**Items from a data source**
-.-.-
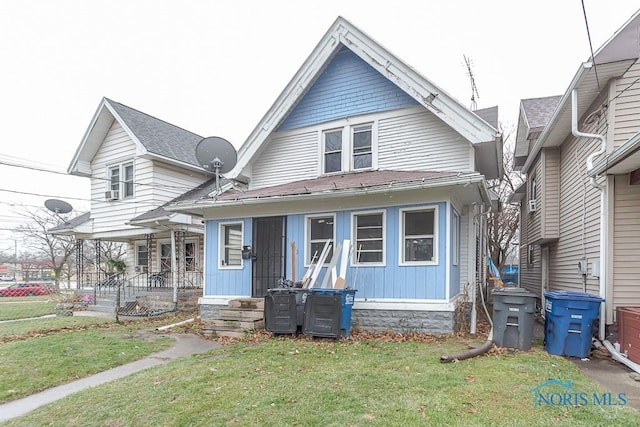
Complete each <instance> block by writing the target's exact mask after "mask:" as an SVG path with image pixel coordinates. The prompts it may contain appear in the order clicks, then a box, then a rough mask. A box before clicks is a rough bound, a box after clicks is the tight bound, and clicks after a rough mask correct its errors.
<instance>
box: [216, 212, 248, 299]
mask: <svg viewBox="0 0 640 427" xmlns="http://www.w3.org/2000/svg"><path fill="white" fill-rule="evenodd" d="M238 221H239V220H221V221H207V222H206V227H207V231H206V233H207V241H206V242H205V244H206V249H205V254H206V261H205V273H204V274H205V281H204V283H205V290H204V294H205V295H247V296H250V295H251V261H250V260H243V265H242V269H220V268H218V266H219V265H220V253H219V252H220V243H219V235H218V234H219V231H220V230H219V227H218V225H219V224H220V223H221V222H238ZM240 221H242V239H243V241H242V244H243V245H251V238H252V221H251V219H244V220H240Z"/></svg>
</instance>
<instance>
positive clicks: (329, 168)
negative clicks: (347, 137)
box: [324, 130, 342, 173]
mask: <svg viewBox="0 0 640 427" xmlns="http://www.w3.org/2000/svg"><path fill="white" fill-rule="evenodd" d="M341 170H342V130H334V131H329V132H325V133H324V172H325V173H330V172H339V171H341Z"/></svg>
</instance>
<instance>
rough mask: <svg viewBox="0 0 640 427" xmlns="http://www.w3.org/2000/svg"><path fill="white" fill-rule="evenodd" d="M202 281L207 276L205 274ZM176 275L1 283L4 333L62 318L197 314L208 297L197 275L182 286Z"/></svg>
mask: <svg viewBox="0 0 640 427" xmlns="http://www.w3.org/2000/svg"><path fill="white" fill-rule="evenodd" d="M200 277H201V276H200ZM175 279H176V281H175V282H174V276H172V274H171V272H156V273H144V274H136V275H134V276H132V277H127V276H126V275H124V274H105V273H101V274H88V275H85V277H83V280H82V283H79V282H78V283H73V282H72V283H62V284H60V285H58V286H56V285H55V283H54V282H17V283H13V282H8V283H6V282H3V283H0V332H1V330H2V325H3V324H8V323H14V322H19V321H24V320H34V319H47V318H52V317H60V316H73V315H90V316H99V317H111V318H114V319H118V317H119V316H155V315H160V314H163V313H167V312H172V311H194V312H195V311H196V310H197V307H198V306H197V300H198V297H199V296H201V295H202V288H201V282H200V281H198V280H197V278H196V276H195V275H194V276H193V277H192V278H191V280H189V281H185V280H184V276H183V277H181V278H180V279H181V281H180V282H178V281H177V280H178V277H175Z"/></svg>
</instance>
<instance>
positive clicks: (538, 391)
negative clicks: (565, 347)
mask: <svg viewBox="0 0 640 427" xmlns="http://www.w3.org/2000/svg"><path fill="white" fill-rule="evenodd" d="M531 391H532V392H533V406H534V407H536V408H537V407H538V406H589V405H593V406H624V405H626V404H627V396H626V394H625V393H612V392H606V393H595V392H592V393H586V392H582V391H579V390H576V389H574V388H573V386H572V385H571V380H568V381H567V382H566V383H563V382H562V381H560V380H557V379H551V380H549V381H546V382H544V383H542V384H540V385H539V386H537V387H535V388H533V389H532V390H531Z"/></svg>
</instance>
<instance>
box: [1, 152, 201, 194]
mask: <svg viewBox="0 0 640 427" xmlns="http://www.w3.org/2000/svg"><path fill="white" fill-rule="evenodd" d="M0 165H4V166H11V167H14V168H21V169H29V170H34V171H38V172H46V173H52V174H56V175H63V176H74V175H71V174H68V173H66V172H62V171H56V170H53V169H45V168H41V167H37V166H29V165H25V164H18V163H11V162H8V161H6V160H1V159H0ZM91 179H97V180H100V181H106V182H109V183H111V182H112V181H111V179H109V178H100V177H96V176H93V177H91ZM114 182H115V181H114ZM119 182H120V183H129V182H133V184H134V185H137V186H144V187H157V188H172V189H175V190H181V191H182V190H183V191H185V192H187V191H189V190H193V187H187V186H184V185H169V184H151V183H144V182H138V181H119Z"/></svg>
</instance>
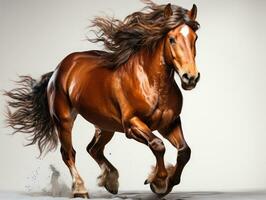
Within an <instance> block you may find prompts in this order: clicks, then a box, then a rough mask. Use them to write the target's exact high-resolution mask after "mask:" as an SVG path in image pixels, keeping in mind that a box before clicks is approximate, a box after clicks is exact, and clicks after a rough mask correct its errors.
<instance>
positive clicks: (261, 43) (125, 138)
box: [0, 0, 266, 191]
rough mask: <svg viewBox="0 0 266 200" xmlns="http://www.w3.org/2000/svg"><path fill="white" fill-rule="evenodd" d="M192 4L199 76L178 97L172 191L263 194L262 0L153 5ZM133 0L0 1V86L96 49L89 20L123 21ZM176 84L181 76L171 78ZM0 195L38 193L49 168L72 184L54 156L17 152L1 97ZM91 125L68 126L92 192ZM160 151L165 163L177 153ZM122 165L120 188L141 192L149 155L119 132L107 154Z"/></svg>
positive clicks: (31, 149)
mask: <svg viewBox="0 0 266 200" xmlns="http://www.w3.org/2000/svg"><path fill="white" fill-rule="evenodd" d="M156 2H157V3H168V2H172V3H173V4H178V5H180V6H183V7H185V8H191V7H192V4H193V3H196V4H197V6H198V21H199V22H200V24H201V29H200V30H199V32H198V35H199V39H198V42H197V63H198V69H199V70H200V72H201V75H202V78H201V81H200V83H199V84H198V86H197V88H196V89H195V90H193V91H191V92H185V91H183V94H184V107H183V112H182V119H183V129H184V133H185V137H186V139H187V142H188V143H189V145H190V146H191V148H192V157H191V160H190V162H189V164H188V165H187V167H186V168H185V170H184V174H183V180H182V183H181V184H180V186H178V187H176V188H175V191H187V190H192V191H193V190H194V191H202V190H209V191H213V190H220V191H222V190H255V189H256V190H258V189H266V171H265V169H266V153H265V152H266V145H265V143H266V142H265V141H266V132H265V131H266V123H265V122H266V121H265V119H266V117H265V113H266V106H265V102H266V95H265V93H266V90H265V85H266V79H265V75H266V66H265V56H266V55H265V52H266V47H265V44H266V39H265V38H266V37H265V35H266V31H265V27H266V22H265V19H266V13H265V8H266V1H263V0H261V1H259V0H257V1H251V0H250V1H247V0H241V1H240V0H238V1H236V0H235V1H229V0H226V1H218V0H216V1H214V0H208V1H207V0H204V1H190V0H178V1H177V0H176V1H159V0H157V1H156ZM142 7H143V4H142V3H141V2H139V1H138V0H130V1H124V0H113V1H104V0H97V1H92V0H79V1H74V0H72V1H65V0H64V1H63V0H57V1H54V0H46V1H40V0H24V1H19V0H17V1H15V0H1V1H0V70H1V71H0V72H1V73H0V86H1V89H11V88H13V87H14V86H15V85H14V83H13V82H12V80H16V79H17V75H24V74H29V75H32V76H33V77H35V78H38V77H39V76H40V75H41V74H44V73H46V72H48V71H51V70H53V69H54V68H55V67H56V65H57V64H58V63H59V62H60V61H61V60H62V59H63V58H64V57H65V56H66V55H67V54H69V53H71V52H73V51H83V50H88V49H96V48H100V46H99V45H98V46H97V45H93V44H90V43H89V42H87V41H85V38H86V37H85V36H86V35H90V33H89V32H88V30H89V29H88V28H86V27H87V26H88V25H89V19H92V18H93V16H96V15H105V14H108V15H114V16H115V17H117V18H120V19H121V18H123V17H125V16H126V15H127V14H129V13H131V12H133V11H136V10H139V9H141V8H142ZM176 80H177V82H178V83H179V79H178V77H176ZM0 105H1V115H0V121H1V134H0V148H1V151H0V159H1V161H0V169H1V170H0V177H1V178H0V190H22V191H30V190H38V189H41V188H43V187H44V186H45V185H46V184H47V183H48V182H49V174H50V172H49V169H48V166H49V164H54V165H55V166H56V167H57V168H58V169H59V170H60V171H61V174H62V178H63V180H64V181H65V182H66V183H67V184H69V185H70V180H71V179H70V174H69V172H68V170H67V168H66V167H65V165H64V164H63V161H61V155H60V153H59V150H57V151H56V152H52V153H49V154H48V155H47V156H46V157H44V158H42V159H37V158H36V157H37V155H38V151H37V148H36V147H34V146H33V147H27V148H24V147H23V144H26V141H25V137H24V136H23V135H15V136H10V135H8V134H10V133H11V129H9V128H5V127H4V126H5V124H4V123H3V121H4V111H5V101H4V98H3V96H2V95H1V96H0ZM93 132H94V131H93V126H92V125H90V124H89V123H87V122H86V121H85V120H84V119H82V118H81V117H79V118H78V119H77V121H76V124H75V127H74V130H73V140H74V146H75V149H76V151H77V159H76V160H77V167H78V169H79V170H80V173H81V175H82V177H83V178H84V180H85V182H86V185H87V186H88V189H89V190H102V189H100V188H98V187H97V185H96V177H97V176H98V175H99V173H100V170H99V168H98V166H97V164H96V163H95V162H94V161H93V160H92V158H91V157H89V156H88V154H87V153H86V151H85V148H86V145H87V144H88V143H89V141H90V140H91V138H92V136H93ZM165 144H166V145H167V153H166V156H165V159H166V161H167V162H170V163H173V162H174V161H175V158H176V151H175V149H173V148H172V147H171V146H170V144H169V143H168V142H167V141H165ZM106 153H107V155H108V158H109V159H110V160H111V161H112V162H113V164H114V165H115V166H116V167H117V168H118V169H119V172H120V189H121V190H135V189H140V190H146V189H147V190H148V189H149V187H148V186H143V181H144V180H145V178H146V176H147V174H148V172H149V170H150V166H151V165H152V164H153V163H154V157H153V155H152V153H151V152H150V151H149V149H148V148H147V147H145V146H144V145H141V144H138V143H137V142H135V141H133V140H128V139H126V137H125V136H124V135H122V134H117V135H116V136H115V137H114V139H113V140H112V141H111V142H110V144H109V145H108V147H107V149H106Z"/></svg>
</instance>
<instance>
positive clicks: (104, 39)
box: [88, 0, 199, 68]
mask: <svg viewBox="0 0 266 200" xmlns="http://www.w3.org/2000/svg"><path fill="white" fill-rule="evenodd" d="M142 1H143V2H144V3H146V5H147V6H146V7H145V8H144V9H142V10H141V11H138V12H134V13H132V14H130V15H128V16H127V17H126V18H125V19H124V20H123V21H121V20H119V19H115V18H110V17H96V18H95V19H94V20H93V21H92V27H96V30H95V31H94V33H95V35H96V38H94V39H88V40H89V41H91V42H94V43H97V42H103V44H104V47H105V50H106V52H102V54H100V56H101V57H102V59H103V63H104V65H105V66H108V67H110V68H116V67H119V66H121V65H122V64H124V63H125V62H126V61H128V59H129V57H130V56H131V55H133V54H135V53H136V52H138V51H139V50H140V49H141V48H147V49H148V50H149V52H153V51H154V50H155V48H156V46H157V44H158V43H159V42H160V41H161V39H162V38H164V36H165V35H166V34H167V33H168V32H169V31H170V30H171V29H173V28H175V27H177V26H178V25H180V24H182V23H185V24H187V25H189V26H190V27H191V28H192V29H193V30H195V31H196V30H197V29H198V27H199V24H198V22H196V21H192V20H191V19H190V18H189V16H188V10H186V9H184V8H182V7H179V6H176V5H171V8H172V10H173V15H171V16H170V17H169V18H167V19H166V18H165V17H164V9H165V7H166V5H157V4H155V3H153V2H152V1H150V0H142Z"/></svg>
-.-.-
**Problem to work on**
When a line among the entries contains "exact", pull that line out.

**Exercise response**
Complete each <instance> block by writing the target's exact mask after "mask:" as an SVG path with image pixel coordinates. The prompts it may contain appear in the order clicks, then a box, then a rough mask. A box before clicks is a rough bound, a box after clicks is the tight bound, and clicks after a rough mask correct its errors.
Within an <instance> block you may find prompts in this order: clicks, then a box, then a rough mask. Use them to write the target's exact high-resolution mask after "mask:" as an SVG path in image pixels, keeping in mind that a box before clicks is approximate, a box after clicks is exact, and clicks after a rough mask correct its errors.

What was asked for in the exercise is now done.